- _EXERCISES_:
1: In the Spark issue comment, which other Spark version did the commenter run the code with?
2: Please identify every line in the listing that contains the string "pole", and copy each one. Case counts.

- _SELECTED TEXT_:

=======

[
https://issues.apache.org/jira/browse/SPARK-27689?page=com.atlassian.jira.plugin.system.issuetabpanels:comment-tabpanel&focusedCommentId=16839170#comment-16839170
]
Juan Antonio commented on SPARK-27689:
--------------------------------------
Thanks Yuming Wang.
First of all, I have executed the Sql statements on Hive and it runs correctly.
The problem is when you run the spark code with Hive views and it fails. On the
other hand, if you run the spark code with tables (the changes are very easy,
you only have to change in the function read_tables, the view names to *name_v*
removing _v). Another important thing about this issue is that if you use
withColumnRenamed method of the dataframe or if you write the dataframe on HDFS
and after it you read it, in some parts of the code it works.
To simulate the error you can:
1) Create hive database.
2) Create hive tables.
3) Create hive views.
4) Open pyspark with the version 2.3.0 and copy the spark code
I have checked other bugs similar to it and it can be related to the bugs
https://issues.apache.org/jira/browse/SPARK-25051 and
https://issues.apache.org/jira/browse/SPARK-24865 . I also have run this code
with spark 2.4.3 because I saw the bug 24865 but it didn't work.
Regards.
> Error to execute hive views with spark
> --------------------------------------
>
> Key: SPARK-27689
> URL: https://issues.apache.org/jira/browse/SPARK-27689
> Project: Spark
> Issue Type: Bug
> Components: SQL
> Affects Versions: 2.3.0, 2.3.3, 2.4.3
> Reporter: Juan Antonio
> Priority: Critical
>
> I have a python error when I execute the following code using hive views but
> it works correctly when I run it with hive tables.
> *Hive databases:*
> CREATE DATABASE schema_p LOCATION "hdfs:///tmp/schema_p";
> *Hive tables:*
> CREATE TABLE schema_p.person(
> id_person string,
> identifier string,
> gender string,
> start_date string,
> end_date string)

=======

- _RECORD SET_:

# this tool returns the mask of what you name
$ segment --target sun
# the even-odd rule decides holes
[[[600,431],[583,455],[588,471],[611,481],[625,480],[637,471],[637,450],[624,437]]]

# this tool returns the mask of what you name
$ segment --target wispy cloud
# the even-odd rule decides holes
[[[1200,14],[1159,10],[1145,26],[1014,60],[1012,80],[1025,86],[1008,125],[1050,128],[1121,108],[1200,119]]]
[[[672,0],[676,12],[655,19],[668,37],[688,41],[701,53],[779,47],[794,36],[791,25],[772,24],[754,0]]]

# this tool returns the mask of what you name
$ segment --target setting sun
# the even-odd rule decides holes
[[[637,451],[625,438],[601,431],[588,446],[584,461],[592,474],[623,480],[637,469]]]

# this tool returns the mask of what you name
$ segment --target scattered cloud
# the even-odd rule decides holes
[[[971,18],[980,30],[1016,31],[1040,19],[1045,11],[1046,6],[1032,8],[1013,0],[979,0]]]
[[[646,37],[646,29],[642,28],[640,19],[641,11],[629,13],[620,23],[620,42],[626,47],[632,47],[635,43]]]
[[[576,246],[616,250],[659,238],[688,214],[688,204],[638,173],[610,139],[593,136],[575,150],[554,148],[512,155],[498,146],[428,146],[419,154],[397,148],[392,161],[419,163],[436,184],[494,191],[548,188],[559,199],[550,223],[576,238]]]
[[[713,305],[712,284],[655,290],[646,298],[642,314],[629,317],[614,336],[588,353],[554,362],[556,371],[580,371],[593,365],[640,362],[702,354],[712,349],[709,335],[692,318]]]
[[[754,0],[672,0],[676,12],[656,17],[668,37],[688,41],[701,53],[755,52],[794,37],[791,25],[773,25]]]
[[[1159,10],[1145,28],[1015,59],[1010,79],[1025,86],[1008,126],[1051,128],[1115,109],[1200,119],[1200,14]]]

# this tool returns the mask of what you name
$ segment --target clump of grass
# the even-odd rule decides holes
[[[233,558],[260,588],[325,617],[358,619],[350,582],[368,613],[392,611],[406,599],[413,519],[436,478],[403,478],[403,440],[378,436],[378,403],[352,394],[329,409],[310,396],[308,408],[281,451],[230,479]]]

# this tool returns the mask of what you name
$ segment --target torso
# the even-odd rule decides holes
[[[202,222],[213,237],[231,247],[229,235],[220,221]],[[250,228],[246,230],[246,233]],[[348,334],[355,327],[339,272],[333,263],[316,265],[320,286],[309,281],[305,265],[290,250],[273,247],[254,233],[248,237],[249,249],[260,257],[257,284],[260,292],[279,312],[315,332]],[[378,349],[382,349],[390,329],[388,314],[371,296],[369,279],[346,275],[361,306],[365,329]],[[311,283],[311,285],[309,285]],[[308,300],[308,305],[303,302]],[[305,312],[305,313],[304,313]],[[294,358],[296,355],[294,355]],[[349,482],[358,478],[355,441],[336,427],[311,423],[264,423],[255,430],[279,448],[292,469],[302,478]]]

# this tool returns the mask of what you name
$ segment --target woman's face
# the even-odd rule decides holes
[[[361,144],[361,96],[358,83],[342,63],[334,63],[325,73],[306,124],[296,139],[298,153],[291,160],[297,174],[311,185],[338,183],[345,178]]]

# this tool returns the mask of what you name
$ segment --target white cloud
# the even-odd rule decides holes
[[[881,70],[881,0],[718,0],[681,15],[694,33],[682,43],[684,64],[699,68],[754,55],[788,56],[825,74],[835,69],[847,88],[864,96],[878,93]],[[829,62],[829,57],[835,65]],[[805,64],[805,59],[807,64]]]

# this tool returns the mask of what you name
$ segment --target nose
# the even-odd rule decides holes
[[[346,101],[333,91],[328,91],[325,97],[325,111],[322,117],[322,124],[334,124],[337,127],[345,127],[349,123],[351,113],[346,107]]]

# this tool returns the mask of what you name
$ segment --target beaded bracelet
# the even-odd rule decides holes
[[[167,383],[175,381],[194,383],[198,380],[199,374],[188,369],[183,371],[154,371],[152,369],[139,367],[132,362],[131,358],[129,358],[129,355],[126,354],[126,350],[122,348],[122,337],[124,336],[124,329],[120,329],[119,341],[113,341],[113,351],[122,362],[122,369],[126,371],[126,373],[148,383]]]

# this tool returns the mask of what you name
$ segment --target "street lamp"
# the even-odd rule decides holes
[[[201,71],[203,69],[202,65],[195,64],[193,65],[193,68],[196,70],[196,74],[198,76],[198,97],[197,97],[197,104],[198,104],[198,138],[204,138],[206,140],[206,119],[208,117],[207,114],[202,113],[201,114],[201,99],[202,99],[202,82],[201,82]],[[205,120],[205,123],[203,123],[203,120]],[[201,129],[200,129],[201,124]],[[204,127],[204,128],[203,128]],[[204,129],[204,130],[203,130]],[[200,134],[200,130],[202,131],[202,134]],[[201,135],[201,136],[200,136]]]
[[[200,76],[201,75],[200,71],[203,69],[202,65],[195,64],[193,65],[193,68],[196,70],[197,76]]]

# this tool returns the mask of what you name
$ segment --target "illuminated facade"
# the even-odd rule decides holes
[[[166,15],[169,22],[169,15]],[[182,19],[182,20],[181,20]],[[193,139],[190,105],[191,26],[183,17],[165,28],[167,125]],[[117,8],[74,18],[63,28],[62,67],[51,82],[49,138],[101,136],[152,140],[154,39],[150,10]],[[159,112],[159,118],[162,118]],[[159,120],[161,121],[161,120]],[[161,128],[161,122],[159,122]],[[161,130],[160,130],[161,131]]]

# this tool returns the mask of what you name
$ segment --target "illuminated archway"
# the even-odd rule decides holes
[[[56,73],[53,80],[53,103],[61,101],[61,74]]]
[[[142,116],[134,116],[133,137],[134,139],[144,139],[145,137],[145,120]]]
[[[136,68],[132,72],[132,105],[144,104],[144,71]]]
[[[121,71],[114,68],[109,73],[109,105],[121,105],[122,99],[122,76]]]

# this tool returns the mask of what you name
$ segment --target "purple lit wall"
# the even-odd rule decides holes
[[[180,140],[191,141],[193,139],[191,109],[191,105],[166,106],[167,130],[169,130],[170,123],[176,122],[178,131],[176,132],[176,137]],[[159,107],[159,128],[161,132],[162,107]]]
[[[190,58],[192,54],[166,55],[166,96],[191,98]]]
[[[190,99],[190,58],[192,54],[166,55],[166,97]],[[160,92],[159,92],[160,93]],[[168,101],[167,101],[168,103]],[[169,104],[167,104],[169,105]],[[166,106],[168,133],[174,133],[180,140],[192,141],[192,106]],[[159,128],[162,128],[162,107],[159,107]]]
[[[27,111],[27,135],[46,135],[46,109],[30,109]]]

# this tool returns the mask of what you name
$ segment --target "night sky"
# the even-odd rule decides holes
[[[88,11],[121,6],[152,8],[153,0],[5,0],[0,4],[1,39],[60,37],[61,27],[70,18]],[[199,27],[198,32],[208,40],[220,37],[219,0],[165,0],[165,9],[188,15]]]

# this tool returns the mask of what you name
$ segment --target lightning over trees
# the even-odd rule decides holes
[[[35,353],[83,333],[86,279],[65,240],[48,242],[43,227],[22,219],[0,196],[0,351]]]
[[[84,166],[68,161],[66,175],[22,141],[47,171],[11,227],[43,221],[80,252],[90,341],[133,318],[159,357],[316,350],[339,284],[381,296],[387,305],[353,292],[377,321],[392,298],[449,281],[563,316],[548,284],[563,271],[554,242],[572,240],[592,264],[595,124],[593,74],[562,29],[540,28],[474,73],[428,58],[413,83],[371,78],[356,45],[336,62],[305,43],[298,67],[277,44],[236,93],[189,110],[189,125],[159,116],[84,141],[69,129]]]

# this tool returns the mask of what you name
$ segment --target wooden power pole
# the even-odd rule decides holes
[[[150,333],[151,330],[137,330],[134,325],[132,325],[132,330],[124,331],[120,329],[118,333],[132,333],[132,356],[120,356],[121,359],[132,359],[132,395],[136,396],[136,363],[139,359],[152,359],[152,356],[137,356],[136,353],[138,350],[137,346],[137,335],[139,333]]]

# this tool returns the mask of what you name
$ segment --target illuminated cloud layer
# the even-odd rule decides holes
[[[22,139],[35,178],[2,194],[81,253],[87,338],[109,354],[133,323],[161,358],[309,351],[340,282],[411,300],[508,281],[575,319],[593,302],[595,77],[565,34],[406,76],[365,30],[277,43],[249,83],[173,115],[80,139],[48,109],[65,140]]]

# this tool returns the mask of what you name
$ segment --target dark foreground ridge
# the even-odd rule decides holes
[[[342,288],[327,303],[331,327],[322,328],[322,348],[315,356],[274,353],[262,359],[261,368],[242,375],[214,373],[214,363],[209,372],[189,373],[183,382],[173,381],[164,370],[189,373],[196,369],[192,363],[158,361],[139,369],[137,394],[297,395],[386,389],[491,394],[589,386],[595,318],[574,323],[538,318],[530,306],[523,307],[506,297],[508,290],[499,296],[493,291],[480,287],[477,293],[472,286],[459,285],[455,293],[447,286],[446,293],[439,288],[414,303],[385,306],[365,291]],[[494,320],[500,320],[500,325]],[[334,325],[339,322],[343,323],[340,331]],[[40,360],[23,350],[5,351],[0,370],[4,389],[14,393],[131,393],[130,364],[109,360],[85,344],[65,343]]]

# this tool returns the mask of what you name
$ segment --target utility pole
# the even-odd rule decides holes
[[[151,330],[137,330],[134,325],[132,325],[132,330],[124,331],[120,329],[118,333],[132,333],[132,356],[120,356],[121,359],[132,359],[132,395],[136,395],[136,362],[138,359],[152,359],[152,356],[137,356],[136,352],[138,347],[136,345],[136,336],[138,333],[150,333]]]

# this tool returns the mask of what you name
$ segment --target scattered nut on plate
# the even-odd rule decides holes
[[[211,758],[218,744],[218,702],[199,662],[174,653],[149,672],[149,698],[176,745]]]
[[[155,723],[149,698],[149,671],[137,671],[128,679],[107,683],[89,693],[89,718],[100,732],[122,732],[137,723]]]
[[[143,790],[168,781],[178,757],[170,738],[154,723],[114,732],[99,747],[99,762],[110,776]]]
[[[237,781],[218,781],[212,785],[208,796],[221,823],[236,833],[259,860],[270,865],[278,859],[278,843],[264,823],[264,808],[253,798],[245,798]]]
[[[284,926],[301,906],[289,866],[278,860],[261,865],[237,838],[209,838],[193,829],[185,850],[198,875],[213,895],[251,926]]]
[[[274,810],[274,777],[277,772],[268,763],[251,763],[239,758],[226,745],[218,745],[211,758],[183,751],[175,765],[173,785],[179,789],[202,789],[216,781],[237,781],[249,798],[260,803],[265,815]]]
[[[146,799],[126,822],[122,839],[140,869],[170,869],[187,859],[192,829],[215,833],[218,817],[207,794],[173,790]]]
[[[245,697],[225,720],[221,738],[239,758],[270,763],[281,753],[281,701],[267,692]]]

=======

- _THE RESULTS_:
1: Spark 2.4.3

2:
$ segment --target wooden power pole
$ segment --target utility pole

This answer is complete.